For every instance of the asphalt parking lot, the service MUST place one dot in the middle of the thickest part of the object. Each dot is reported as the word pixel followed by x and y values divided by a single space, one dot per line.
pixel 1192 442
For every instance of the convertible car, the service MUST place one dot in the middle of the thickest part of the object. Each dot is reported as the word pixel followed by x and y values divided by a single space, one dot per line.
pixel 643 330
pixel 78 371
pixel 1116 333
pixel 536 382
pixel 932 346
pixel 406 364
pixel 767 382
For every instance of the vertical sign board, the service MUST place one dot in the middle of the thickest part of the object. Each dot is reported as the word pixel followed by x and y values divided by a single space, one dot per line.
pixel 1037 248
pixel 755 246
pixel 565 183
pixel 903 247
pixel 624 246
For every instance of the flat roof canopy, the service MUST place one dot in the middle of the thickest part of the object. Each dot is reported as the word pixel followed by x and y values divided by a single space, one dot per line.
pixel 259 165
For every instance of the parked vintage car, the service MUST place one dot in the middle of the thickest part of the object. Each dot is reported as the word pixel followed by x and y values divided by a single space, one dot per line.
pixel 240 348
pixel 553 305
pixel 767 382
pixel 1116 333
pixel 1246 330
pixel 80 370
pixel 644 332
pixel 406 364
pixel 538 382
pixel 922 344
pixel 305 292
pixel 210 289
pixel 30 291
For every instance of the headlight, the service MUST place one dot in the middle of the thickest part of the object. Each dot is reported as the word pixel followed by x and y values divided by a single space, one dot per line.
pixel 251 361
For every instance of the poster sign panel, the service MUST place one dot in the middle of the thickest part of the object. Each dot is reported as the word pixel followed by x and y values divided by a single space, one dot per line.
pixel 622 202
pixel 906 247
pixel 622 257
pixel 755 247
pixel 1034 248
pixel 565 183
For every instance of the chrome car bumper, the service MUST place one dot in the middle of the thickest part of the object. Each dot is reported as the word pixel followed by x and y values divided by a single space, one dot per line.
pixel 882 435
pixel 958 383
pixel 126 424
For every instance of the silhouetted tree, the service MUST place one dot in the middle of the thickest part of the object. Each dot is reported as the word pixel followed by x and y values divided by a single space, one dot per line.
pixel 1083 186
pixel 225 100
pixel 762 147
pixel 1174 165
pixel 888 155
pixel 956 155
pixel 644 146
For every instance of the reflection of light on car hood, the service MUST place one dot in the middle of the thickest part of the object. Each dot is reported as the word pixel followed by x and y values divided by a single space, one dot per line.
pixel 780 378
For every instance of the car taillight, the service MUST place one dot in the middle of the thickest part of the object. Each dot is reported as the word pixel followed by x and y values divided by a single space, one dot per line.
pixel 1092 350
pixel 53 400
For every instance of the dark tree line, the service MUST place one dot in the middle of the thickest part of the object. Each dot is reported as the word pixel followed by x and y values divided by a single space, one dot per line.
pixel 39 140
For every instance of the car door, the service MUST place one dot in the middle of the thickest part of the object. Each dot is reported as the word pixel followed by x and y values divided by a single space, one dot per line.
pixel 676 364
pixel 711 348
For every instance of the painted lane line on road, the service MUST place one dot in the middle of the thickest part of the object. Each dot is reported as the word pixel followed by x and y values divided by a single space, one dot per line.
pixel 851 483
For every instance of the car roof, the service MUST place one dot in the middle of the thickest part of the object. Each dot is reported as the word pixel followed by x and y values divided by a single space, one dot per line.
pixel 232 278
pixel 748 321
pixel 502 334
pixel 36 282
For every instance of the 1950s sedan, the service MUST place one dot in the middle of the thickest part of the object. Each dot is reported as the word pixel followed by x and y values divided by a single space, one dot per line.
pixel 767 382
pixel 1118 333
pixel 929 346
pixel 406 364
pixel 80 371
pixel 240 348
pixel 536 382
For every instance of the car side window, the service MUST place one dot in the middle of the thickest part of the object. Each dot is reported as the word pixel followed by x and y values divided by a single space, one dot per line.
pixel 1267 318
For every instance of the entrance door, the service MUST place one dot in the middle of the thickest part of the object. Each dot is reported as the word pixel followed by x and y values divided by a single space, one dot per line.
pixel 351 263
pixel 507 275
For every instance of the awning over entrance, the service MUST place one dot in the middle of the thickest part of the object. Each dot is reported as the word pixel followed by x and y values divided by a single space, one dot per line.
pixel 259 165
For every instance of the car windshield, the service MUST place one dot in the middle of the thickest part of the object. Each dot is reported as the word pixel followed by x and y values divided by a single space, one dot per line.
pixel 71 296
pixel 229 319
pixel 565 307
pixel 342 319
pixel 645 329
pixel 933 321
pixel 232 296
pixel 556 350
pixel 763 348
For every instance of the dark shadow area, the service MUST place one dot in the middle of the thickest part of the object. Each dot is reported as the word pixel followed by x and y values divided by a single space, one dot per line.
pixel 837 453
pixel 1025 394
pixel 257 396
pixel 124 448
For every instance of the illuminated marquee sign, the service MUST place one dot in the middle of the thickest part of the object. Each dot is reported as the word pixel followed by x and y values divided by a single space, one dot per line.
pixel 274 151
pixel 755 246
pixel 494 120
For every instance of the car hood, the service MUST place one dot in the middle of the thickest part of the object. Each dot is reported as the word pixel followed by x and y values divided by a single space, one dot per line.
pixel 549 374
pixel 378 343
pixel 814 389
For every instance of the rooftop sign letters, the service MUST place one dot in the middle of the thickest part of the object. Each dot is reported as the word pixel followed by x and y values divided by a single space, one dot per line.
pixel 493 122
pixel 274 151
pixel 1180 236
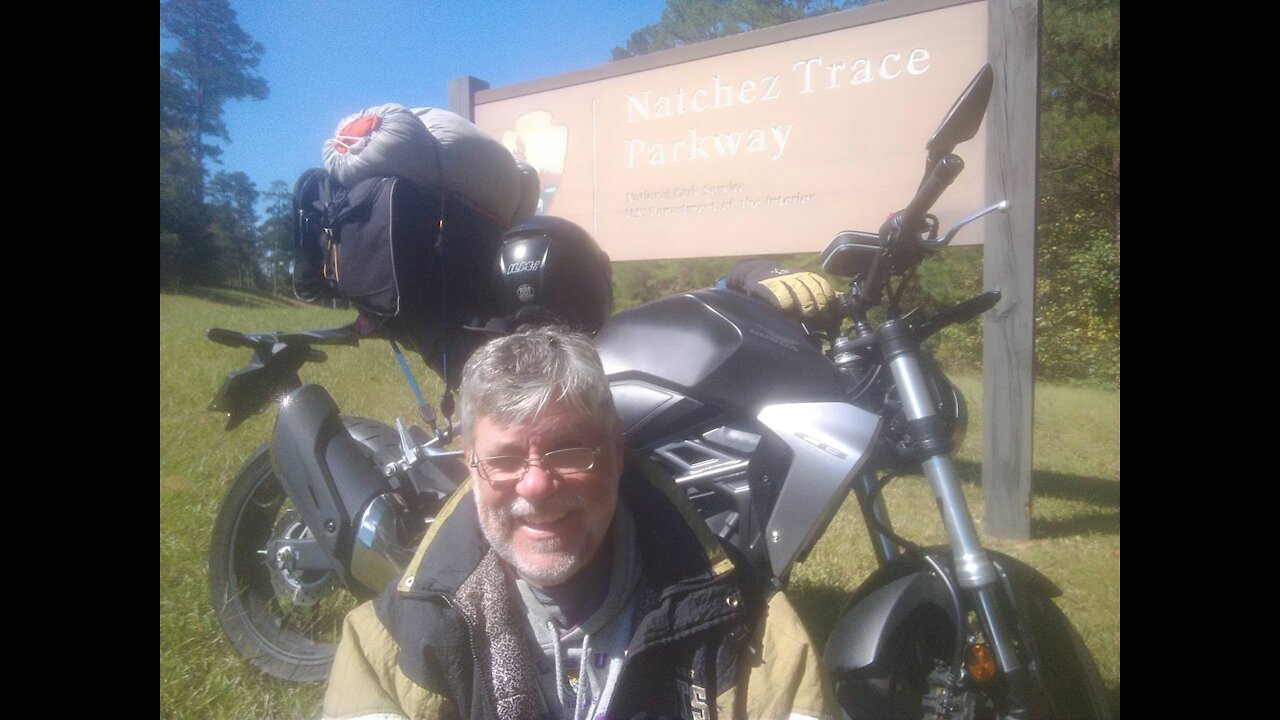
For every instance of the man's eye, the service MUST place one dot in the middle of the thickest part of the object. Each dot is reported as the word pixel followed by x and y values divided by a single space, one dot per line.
pixel 506 463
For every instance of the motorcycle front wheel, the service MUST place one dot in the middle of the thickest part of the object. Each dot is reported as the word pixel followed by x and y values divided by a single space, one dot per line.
pixel 906 684
pixel 284 623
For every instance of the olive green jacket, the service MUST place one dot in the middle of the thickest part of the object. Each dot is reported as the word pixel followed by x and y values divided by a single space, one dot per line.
pixel 447 641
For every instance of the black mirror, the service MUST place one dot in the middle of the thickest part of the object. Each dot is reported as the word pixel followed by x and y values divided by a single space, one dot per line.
pixel 964 117
pixel 850 254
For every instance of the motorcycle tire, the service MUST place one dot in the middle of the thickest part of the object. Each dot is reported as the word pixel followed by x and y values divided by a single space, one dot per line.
pixel 1065 679
pixel 286 625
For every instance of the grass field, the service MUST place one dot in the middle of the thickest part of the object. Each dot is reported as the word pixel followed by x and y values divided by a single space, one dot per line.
pixel 1075 524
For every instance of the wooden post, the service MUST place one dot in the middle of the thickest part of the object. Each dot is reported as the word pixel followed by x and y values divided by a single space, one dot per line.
pixel 1009 264
pixel 462 95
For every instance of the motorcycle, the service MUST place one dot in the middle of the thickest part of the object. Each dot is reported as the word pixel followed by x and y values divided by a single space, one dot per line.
pixel 766 423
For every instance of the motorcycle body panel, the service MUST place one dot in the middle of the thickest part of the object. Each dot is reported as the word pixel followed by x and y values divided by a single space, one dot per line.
pixel 325 472
pixel 892 596
pixel 830 442
pixel 693 356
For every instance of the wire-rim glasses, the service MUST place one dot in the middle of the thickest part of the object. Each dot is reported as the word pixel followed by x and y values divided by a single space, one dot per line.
pixel 506 470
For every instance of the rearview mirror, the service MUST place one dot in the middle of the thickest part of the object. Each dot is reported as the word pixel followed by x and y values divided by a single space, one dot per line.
pixel 963 119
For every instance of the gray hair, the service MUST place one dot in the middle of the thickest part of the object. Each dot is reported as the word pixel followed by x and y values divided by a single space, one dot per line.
pixel 513 378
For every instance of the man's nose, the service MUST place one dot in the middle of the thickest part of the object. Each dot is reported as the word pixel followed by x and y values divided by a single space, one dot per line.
pixel 536 482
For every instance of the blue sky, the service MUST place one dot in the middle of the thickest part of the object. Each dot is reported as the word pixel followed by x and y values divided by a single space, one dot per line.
pixel 327 59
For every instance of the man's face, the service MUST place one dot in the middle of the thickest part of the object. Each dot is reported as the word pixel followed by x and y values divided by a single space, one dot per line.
pixel 545 525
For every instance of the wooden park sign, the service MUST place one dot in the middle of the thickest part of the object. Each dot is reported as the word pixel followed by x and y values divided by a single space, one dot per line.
pixel 776 140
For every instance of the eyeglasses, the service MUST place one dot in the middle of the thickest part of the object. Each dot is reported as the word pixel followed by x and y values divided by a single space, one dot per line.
pixel 504 470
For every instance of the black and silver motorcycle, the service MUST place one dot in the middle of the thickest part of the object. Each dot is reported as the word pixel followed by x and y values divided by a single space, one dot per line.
pixel 768 425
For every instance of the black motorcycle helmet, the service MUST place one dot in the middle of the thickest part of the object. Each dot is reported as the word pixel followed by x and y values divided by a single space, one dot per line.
pixel 552 270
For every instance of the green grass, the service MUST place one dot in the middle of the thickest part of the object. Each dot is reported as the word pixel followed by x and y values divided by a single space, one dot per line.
pixel 1075 524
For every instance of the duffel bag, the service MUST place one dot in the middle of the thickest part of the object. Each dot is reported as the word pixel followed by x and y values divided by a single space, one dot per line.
pixel 371 244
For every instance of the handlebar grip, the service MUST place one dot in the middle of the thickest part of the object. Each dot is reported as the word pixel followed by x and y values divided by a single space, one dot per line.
pixel 941 178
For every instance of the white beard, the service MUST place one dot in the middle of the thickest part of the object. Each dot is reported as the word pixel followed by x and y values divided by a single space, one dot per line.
pixel 549 561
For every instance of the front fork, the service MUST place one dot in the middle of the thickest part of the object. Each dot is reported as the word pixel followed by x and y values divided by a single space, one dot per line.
pixel 973 568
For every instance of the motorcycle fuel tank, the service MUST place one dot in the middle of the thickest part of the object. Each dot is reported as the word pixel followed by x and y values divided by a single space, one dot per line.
pixel 709 351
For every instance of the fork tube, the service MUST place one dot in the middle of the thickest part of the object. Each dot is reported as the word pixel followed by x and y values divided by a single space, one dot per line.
pixel 974 570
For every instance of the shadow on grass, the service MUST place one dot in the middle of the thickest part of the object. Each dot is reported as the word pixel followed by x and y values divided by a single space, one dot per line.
pixel 1101 493
pixel 818 607
pixel 238 297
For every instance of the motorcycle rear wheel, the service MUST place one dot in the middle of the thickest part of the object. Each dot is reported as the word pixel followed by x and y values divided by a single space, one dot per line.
pixel 1065 679
pixel 284 624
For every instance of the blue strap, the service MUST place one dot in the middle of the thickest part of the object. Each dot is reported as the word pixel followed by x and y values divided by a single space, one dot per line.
pixel 412 383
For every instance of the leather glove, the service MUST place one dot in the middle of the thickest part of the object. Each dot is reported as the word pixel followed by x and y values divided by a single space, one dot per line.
pixel 800 294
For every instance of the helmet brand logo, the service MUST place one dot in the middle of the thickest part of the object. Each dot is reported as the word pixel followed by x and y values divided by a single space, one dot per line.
pixel 526 267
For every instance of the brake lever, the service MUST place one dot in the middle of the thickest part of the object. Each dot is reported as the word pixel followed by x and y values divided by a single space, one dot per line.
pixel 1002 206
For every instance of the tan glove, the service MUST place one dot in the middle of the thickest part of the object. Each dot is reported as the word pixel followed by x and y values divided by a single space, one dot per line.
pixel 800 294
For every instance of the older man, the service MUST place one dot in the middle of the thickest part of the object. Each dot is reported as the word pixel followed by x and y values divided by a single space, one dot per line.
pixel 556 586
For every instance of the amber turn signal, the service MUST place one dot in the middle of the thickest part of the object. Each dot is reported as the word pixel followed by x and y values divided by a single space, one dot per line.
pixel 981 664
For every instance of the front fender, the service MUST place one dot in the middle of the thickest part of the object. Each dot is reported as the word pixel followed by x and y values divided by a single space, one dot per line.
pixel 325 472
pixel 896 593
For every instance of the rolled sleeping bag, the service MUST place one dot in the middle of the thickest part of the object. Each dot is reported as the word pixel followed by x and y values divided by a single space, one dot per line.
pixel 438 149
pixel 475 167
pixel 385 140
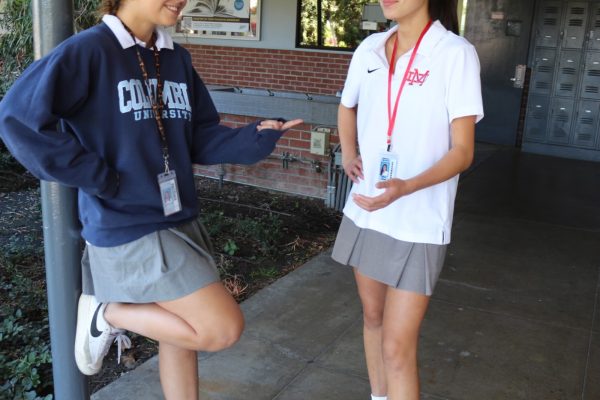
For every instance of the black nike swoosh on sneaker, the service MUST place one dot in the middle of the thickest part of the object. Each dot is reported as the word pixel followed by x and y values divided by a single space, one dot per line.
pixel 93 328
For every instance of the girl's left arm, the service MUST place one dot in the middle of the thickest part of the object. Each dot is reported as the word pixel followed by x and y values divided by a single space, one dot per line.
pixel 214 143
pixel 458 159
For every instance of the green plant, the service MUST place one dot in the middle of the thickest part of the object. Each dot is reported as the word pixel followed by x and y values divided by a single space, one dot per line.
pixel 25 359
pixel 266 230
pixel 230 247
pixel 268 273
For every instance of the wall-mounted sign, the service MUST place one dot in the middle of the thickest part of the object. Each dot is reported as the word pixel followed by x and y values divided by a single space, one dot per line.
pixel 220 19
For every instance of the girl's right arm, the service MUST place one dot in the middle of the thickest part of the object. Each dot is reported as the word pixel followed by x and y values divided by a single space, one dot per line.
pixel 52 88
pixel 351 160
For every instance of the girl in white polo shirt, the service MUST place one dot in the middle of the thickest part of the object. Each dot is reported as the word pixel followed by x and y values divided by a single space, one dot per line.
pixel 411 101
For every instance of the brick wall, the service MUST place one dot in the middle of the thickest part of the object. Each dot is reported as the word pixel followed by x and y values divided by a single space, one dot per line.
pixel 300 176
pixel 289 70
pixel 285 70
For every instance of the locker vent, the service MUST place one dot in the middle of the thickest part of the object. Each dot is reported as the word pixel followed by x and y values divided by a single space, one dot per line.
pixel 566 87
pixel 338 186
pixel 576 22
pixel 542 85
pixel 559 134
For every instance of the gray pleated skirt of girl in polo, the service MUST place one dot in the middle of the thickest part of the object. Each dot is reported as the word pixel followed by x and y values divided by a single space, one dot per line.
pixel 414 267
pixel 161 266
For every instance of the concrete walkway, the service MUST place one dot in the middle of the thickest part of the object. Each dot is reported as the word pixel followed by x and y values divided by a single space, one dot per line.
pixel 515 314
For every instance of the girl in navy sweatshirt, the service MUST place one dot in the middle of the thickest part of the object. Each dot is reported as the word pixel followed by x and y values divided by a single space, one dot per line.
pixel 119 112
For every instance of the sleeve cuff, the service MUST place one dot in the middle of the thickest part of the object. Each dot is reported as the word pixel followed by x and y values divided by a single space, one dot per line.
pixel 112 186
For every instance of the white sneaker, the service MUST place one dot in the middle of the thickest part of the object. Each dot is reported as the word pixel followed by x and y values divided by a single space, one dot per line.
pixel 94 336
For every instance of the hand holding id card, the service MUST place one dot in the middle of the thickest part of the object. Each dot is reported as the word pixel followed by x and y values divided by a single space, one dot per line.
pixel 387 166
pixel 169 192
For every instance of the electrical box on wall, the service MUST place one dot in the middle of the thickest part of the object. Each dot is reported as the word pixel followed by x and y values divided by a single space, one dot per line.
pixel 319 141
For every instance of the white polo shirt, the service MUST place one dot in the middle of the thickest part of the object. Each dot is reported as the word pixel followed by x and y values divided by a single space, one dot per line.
pixel 444 84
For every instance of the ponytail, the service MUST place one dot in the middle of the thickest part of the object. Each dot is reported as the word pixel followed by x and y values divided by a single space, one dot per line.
pixel 109 7
pixel 446 12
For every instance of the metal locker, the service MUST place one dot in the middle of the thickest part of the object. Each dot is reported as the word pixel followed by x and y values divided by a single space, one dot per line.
pixel 561 117
pixel 585 129
pixel 548 24
pixel 575 25
pixel 543 71
pixel 567 76
pixel 537 117
pixel 590 88
pixel 594 33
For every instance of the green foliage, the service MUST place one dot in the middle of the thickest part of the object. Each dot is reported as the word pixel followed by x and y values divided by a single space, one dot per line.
pixel 16 44
pixel 340 21
pixel 266 230
pixel 263 232
pixel 230 247
pixel 25 359
pixel 265 273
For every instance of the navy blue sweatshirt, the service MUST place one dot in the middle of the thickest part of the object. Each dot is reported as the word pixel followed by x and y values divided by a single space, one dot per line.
pixel 81 116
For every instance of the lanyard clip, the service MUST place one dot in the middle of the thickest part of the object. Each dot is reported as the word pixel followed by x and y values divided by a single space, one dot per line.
pixel 166 158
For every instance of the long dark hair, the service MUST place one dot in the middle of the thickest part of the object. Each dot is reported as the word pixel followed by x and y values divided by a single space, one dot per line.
pixel 446 12
pixel 109 7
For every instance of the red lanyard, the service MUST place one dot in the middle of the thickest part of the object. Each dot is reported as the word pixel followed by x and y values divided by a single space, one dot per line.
pixel 392 117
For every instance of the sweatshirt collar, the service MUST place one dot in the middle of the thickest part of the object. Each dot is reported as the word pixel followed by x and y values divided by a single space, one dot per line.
pixel 163 39
pixel 430 40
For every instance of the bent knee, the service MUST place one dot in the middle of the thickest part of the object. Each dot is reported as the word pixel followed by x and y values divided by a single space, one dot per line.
pixel 372 317
pixel 399 355
pixel 220 337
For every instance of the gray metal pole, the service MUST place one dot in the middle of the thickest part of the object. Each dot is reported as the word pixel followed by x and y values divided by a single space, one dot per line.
pixel 53 23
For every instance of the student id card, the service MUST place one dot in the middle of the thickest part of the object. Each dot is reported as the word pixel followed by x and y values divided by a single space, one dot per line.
pixel 387 166
pixel 169 192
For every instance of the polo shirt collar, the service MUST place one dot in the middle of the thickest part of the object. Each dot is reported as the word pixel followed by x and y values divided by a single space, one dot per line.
pixel 163 39
pixel 434 35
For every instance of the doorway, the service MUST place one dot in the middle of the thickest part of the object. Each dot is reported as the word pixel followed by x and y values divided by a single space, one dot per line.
pixel 500 30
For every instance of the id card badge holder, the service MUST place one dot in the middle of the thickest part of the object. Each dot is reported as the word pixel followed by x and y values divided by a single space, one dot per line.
pixel 169 192
pixel 387 166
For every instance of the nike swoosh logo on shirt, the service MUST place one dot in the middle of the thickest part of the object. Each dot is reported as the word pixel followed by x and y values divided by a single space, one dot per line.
pixel 93 329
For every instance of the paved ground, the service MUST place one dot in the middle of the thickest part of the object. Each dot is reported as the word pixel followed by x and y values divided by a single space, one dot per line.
pixel 516 314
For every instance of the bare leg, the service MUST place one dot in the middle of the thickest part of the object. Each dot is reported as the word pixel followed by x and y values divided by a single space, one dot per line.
pixel 404 311
pixel 208 319
pixel 372 295
pixel 178 372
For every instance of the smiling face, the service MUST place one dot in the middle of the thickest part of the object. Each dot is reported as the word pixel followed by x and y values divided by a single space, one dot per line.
pixel 143 16
pixel 399 10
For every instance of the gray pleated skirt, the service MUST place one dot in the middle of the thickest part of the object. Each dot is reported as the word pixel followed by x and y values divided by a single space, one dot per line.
pixel 161 266
pixel 414 267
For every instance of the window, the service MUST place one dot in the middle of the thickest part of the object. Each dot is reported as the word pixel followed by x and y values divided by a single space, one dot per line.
pixel 330 24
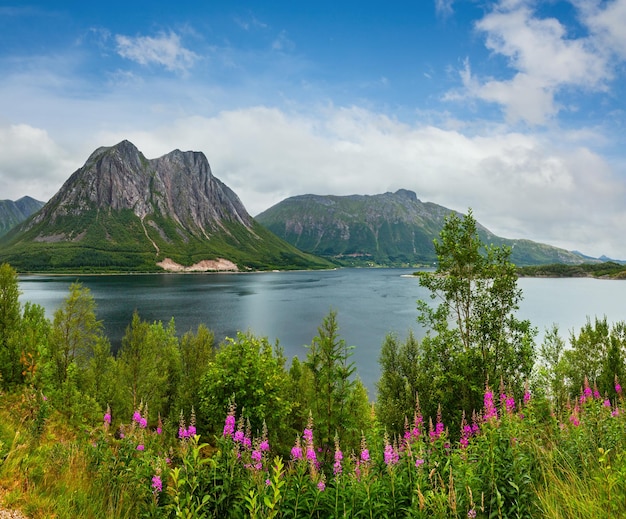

**********

- Activity: Would you give again exactly the lines from the line containing "For every instance of the gray pleated skirt, the" through the end of the listing, both ends included, without any pictures?

- The completed task:
For every instance of the gray pleated skirt, the service MUST place one dot in the middle of the thickest part of the object. Each dot is reported as the word pixel followed by x and y values divided by a single space, one dot per line.
pixel 161 266
pixel 414 267
For every instance of the window, the service MUST place one dot in the middle of the thickest part of the object. Each dot is reported as the word pixel followed by x and y values divided by a single space, one dot per line.
pixel 330 24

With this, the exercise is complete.